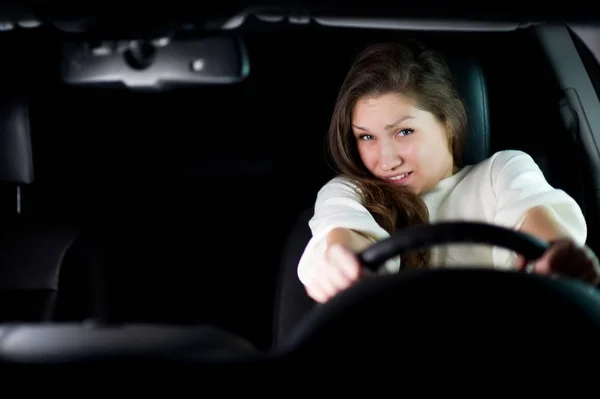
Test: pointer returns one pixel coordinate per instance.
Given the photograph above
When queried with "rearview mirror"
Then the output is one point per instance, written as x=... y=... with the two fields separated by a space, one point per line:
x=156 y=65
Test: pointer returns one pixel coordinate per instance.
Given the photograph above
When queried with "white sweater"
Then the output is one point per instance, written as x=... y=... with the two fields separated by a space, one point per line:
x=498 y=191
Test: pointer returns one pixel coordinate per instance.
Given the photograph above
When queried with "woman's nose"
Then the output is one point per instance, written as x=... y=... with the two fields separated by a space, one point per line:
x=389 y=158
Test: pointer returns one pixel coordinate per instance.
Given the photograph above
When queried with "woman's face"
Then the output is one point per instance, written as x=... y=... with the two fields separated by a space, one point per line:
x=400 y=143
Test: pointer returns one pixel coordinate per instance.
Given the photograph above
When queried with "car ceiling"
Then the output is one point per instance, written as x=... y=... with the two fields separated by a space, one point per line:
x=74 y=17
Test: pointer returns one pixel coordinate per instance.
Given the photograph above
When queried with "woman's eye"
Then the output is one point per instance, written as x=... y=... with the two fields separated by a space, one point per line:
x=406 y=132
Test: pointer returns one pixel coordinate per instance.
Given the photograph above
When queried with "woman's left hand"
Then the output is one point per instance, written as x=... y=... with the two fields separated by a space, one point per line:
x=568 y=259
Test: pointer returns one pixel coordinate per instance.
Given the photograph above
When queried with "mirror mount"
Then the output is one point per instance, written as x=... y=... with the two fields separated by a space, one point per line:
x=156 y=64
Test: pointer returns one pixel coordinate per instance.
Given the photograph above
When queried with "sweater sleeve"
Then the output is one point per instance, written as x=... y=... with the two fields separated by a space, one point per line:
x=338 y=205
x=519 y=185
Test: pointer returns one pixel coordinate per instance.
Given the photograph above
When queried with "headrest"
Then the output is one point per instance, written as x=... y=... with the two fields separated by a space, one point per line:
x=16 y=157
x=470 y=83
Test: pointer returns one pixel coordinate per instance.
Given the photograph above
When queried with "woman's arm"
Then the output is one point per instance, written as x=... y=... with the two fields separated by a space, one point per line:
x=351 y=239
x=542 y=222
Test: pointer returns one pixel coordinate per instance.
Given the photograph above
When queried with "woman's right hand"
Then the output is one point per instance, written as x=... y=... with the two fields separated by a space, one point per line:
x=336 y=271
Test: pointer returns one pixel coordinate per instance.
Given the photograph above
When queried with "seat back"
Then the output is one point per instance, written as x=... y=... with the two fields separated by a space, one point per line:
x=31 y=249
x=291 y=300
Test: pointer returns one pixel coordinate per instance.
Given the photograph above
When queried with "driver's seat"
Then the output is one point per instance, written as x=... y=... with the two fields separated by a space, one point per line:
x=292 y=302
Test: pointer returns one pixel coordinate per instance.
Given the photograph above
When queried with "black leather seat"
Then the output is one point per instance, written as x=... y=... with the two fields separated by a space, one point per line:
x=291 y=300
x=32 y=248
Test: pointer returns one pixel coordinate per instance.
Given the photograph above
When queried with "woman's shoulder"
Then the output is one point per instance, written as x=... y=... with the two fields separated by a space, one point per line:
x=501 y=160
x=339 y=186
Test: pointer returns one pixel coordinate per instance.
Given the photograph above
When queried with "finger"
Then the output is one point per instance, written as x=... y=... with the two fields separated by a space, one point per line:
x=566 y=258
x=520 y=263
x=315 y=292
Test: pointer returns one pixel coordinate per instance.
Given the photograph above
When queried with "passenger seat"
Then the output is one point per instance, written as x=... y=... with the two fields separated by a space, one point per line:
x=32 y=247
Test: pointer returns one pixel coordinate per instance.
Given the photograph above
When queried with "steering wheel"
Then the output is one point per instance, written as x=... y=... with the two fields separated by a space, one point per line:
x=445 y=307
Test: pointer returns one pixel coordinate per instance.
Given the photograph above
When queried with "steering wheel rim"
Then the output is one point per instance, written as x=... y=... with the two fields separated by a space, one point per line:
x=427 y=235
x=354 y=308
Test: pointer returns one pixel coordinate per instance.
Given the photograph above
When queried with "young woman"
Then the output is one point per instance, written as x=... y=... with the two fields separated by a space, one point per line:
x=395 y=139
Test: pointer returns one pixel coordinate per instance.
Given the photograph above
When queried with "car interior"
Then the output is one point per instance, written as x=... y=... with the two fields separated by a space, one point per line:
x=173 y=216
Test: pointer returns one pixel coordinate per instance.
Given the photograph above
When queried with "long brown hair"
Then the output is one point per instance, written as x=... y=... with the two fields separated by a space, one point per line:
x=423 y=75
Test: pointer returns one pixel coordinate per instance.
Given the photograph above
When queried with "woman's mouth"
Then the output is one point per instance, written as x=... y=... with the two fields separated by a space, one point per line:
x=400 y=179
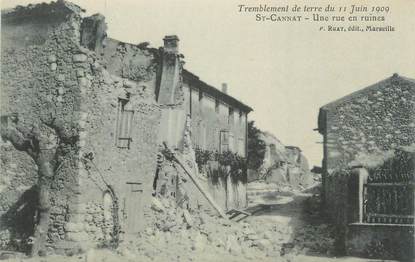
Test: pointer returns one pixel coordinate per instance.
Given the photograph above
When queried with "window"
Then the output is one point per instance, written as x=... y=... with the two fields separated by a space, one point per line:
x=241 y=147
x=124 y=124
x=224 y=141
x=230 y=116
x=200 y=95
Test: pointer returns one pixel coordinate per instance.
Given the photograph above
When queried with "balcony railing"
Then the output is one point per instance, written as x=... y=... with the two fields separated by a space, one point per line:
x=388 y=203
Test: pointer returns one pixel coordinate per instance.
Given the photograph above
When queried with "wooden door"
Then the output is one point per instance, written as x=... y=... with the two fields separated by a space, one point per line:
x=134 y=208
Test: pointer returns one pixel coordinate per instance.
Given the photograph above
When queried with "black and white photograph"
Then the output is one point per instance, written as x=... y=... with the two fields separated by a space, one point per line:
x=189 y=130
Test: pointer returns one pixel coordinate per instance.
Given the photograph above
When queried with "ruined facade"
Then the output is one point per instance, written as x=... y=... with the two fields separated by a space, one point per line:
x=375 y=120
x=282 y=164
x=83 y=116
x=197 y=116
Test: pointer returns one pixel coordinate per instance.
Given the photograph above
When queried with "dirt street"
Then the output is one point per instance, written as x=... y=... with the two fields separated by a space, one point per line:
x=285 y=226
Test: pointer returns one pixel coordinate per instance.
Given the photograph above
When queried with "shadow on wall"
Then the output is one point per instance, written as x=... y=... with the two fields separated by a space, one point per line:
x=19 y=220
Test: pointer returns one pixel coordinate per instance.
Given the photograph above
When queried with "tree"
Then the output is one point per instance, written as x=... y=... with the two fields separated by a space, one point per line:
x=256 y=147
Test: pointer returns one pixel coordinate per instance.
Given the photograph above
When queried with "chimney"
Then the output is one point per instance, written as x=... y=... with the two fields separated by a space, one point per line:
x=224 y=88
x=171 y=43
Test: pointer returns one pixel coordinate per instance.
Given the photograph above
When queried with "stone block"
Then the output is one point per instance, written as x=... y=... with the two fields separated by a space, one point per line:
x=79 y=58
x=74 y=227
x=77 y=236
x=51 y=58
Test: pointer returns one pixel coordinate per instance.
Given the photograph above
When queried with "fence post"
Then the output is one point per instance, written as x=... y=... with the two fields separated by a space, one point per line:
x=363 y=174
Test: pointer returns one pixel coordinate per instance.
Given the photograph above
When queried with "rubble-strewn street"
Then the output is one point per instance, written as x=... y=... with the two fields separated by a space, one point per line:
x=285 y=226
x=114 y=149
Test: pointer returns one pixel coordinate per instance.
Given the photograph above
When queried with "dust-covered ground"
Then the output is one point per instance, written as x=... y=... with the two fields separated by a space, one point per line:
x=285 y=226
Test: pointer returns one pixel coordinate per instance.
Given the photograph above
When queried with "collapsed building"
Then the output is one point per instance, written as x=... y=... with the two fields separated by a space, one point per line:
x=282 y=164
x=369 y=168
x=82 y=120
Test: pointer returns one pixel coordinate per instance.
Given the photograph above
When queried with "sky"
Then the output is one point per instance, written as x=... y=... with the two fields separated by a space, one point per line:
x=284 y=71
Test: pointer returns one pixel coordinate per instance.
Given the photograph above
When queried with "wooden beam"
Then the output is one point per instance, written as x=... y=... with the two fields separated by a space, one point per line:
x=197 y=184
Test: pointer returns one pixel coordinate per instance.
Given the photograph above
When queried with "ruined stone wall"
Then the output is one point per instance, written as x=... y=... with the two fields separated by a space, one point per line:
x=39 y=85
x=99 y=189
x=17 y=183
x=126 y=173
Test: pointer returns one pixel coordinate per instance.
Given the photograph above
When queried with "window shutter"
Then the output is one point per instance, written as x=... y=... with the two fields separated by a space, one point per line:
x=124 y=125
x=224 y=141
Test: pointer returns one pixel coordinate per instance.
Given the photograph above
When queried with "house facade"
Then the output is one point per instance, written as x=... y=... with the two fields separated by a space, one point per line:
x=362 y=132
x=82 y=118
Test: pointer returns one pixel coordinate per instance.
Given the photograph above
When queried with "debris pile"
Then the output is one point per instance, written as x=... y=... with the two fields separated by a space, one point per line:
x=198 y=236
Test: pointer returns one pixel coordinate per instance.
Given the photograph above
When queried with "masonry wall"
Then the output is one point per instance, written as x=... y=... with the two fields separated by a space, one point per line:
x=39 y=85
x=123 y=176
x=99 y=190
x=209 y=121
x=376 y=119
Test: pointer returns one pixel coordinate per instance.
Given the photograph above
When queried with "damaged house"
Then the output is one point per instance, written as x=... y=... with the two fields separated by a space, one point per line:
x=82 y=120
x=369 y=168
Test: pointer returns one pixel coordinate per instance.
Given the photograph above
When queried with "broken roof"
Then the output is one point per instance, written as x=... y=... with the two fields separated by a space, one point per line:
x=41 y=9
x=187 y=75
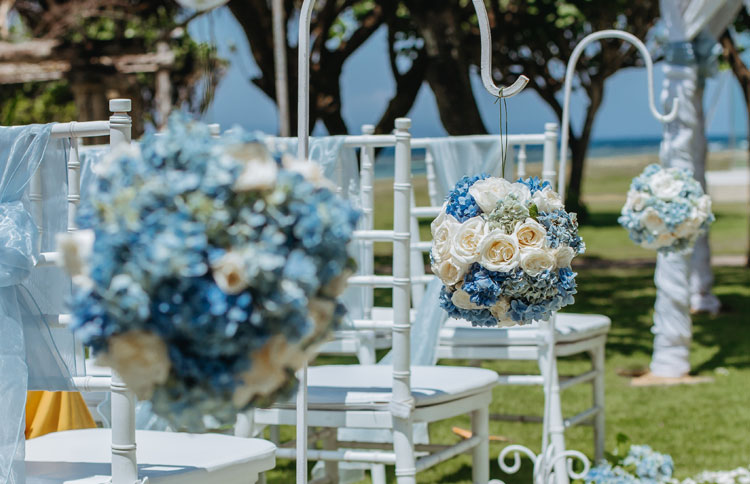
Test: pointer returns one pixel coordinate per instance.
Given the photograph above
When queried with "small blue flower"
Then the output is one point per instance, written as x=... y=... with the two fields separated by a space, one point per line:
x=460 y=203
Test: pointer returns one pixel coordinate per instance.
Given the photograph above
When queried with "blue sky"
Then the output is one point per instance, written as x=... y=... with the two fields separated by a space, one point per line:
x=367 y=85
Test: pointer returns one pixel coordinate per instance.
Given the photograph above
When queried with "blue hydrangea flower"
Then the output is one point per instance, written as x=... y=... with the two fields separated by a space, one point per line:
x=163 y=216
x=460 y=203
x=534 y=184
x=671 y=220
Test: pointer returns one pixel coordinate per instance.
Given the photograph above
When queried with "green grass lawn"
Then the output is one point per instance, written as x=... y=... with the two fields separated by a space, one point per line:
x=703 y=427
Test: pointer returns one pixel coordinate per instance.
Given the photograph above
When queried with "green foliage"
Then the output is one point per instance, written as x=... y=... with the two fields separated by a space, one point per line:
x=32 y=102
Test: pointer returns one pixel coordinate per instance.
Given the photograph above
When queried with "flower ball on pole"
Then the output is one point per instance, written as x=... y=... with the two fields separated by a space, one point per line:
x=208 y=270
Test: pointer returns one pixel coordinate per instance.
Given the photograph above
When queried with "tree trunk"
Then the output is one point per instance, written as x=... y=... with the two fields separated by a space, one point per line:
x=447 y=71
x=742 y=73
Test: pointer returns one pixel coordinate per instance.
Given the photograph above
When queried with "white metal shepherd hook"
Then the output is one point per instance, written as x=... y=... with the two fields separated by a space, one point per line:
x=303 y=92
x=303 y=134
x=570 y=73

==

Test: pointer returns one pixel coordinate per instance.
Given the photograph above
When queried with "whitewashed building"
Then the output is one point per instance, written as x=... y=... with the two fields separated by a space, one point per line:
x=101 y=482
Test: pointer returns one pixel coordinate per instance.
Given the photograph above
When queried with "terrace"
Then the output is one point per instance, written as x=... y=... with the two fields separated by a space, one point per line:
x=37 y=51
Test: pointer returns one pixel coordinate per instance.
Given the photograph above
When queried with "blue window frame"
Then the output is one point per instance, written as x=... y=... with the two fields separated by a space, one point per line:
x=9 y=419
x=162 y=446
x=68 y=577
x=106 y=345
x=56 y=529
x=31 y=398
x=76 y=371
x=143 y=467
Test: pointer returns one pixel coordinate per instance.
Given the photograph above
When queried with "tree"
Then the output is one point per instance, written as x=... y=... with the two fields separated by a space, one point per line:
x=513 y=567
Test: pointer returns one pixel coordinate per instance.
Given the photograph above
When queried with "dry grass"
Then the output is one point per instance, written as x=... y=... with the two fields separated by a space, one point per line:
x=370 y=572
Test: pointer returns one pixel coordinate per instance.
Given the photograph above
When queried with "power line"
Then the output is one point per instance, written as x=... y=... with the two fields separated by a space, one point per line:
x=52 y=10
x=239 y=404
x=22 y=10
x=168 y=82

Objective
Which lines in the rows above contain the string "building"? Gather every such line in full, and count a match only when the case is the same.

Answer to the exercise
When queried with "collapsed building"
When queried with "whitewashed building"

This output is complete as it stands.